▸ CHALLENGE: Pull out each line of the data below that contains the word "short".

▸ MATERIAL FOR THIS EXERCISE:
::::

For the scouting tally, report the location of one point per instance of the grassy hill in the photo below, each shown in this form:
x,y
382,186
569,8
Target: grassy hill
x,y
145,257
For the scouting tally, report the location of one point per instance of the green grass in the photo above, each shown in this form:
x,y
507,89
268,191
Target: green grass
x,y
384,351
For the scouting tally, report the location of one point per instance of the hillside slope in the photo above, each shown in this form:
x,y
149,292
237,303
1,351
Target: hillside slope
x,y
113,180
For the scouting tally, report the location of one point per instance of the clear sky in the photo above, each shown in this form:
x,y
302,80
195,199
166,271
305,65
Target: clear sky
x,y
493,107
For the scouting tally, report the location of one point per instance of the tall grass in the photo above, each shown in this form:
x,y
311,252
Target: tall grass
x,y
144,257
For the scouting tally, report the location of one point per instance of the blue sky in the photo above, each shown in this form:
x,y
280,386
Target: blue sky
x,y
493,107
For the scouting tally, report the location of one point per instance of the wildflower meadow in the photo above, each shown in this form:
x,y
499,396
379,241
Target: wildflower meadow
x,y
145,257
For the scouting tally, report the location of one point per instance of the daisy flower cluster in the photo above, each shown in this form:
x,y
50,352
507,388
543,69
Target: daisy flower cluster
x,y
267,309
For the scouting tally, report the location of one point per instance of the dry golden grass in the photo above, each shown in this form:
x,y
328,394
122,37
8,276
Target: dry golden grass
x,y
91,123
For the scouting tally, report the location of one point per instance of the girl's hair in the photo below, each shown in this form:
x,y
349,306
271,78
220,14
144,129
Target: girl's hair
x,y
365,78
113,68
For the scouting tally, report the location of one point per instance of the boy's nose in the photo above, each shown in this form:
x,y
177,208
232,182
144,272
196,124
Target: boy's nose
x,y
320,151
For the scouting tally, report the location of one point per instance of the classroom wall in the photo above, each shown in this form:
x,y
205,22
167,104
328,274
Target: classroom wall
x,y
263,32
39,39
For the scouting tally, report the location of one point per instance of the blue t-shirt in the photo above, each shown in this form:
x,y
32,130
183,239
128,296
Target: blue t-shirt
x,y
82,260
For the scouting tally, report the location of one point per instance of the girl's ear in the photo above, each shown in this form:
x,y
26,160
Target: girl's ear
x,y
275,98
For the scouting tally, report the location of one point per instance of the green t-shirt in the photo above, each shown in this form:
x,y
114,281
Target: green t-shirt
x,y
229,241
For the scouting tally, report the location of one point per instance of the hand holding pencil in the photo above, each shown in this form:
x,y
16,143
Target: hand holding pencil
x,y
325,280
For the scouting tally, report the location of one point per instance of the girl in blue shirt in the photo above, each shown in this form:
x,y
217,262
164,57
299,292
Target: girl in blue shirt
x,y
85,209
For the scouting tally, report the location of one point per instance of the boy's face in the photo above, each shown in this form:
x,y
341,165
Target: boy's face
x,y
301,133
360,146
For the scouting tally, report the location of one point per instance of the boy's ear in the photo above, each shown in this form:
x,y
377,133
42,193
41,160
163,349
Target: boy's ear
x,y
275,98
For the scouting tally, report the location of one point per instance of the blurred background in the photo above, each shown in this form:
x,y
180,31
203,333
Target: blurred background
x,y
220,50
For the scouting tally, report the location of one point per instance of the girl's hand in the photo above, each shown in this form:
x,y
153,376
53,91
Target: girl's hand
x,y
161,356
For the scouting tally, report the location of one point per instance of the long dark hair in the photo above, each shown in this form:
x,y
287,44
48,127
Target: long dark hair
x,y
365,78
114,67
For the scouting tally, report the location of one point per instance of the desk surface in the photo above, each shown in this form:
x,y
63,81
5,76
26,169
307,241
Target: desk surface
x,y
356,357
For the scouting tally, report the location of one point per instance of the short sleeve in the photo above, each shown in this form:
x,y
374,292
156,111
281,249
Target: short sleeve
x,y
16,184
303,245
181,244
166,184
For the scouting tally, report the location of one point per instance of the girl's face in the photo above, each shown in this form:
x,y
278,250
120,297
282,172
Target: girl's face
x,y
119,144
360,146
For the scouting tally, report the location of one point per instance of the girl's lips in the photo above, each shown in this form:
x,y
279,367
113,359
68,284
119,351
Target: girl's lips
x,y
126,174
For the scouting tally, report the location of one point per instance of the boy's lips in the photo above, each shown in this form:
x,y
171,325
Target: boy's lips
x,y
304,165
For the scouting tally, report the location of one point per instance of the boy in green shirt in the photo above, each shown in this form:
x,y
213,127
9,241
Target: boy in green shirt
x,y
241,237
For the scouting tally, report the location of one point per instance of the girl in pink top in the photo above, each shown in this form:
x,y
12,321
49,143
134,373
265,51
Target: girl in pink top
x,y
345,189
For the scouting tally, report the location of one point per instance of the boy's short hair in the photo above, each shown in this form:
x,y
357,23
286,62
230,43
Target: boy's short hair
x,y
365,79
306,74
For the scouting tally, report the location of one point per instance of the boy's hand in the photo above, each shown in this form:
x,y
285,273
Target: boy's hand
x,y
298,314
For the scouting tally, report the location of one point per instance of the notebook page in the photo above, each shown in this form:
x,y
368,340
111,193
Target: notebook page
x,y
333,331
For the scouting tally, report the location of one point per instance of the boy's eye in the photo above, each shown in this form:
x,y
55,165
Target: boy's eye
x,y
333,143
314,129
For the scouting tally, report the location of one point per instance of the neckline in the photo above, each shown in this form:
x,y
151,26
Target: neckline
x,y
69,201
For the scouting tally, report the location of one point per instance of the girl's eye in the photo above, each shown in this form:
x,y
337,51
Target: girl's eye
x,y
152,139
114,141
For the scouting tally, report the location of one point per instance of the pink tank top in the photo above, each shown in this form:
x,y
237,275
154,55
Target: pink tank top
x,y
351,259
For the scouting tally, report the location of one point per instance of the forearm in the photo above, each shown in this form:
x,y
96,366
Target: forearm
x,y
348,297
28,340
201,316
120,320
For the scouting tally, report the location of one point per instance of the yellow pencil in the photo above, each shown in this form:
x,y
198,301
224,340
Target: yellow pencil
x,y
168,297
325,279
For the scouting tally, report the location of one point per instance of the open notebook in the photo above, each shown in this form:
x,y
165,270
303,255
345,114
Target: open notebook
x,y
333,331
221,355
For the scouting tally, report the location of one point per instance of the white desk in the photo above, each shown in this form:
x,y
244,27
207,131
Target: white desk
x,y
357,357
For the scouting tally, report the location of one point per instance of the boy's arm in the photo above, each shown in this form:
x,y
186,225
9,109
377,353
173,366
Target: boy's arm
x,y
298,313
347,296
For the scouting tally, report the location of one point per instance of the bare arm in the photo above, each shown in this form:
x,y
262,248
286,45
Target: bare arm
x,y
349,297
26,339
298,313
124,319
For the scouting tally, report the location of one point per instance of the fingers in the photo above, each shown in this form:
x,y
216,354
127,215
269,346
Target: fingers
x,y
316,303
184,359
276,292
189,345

::::

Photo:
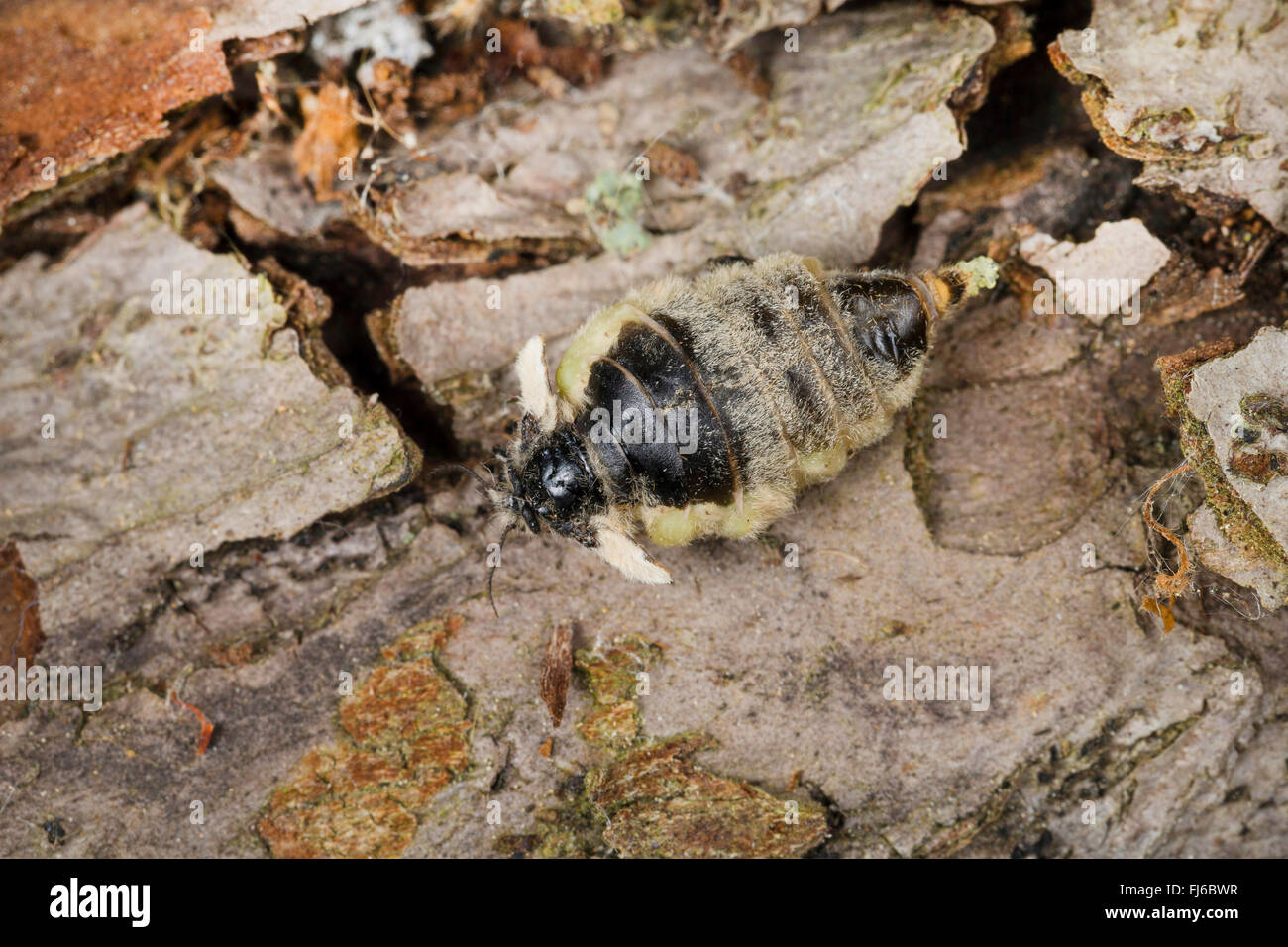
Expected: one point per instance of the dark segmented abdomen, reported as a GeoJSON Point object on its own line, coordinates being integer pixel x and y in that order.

::::

▸ RESULT OF THE EXERCISE:
For the scouting tally, report the location of one point per instance of the short sleeve in the photo above, each shown in this form:
Target: short sleeve
For the scouting tally, report the location of one point per instance of the boy's short hair in the photo above, each shown in this form:
Target: boy's short hair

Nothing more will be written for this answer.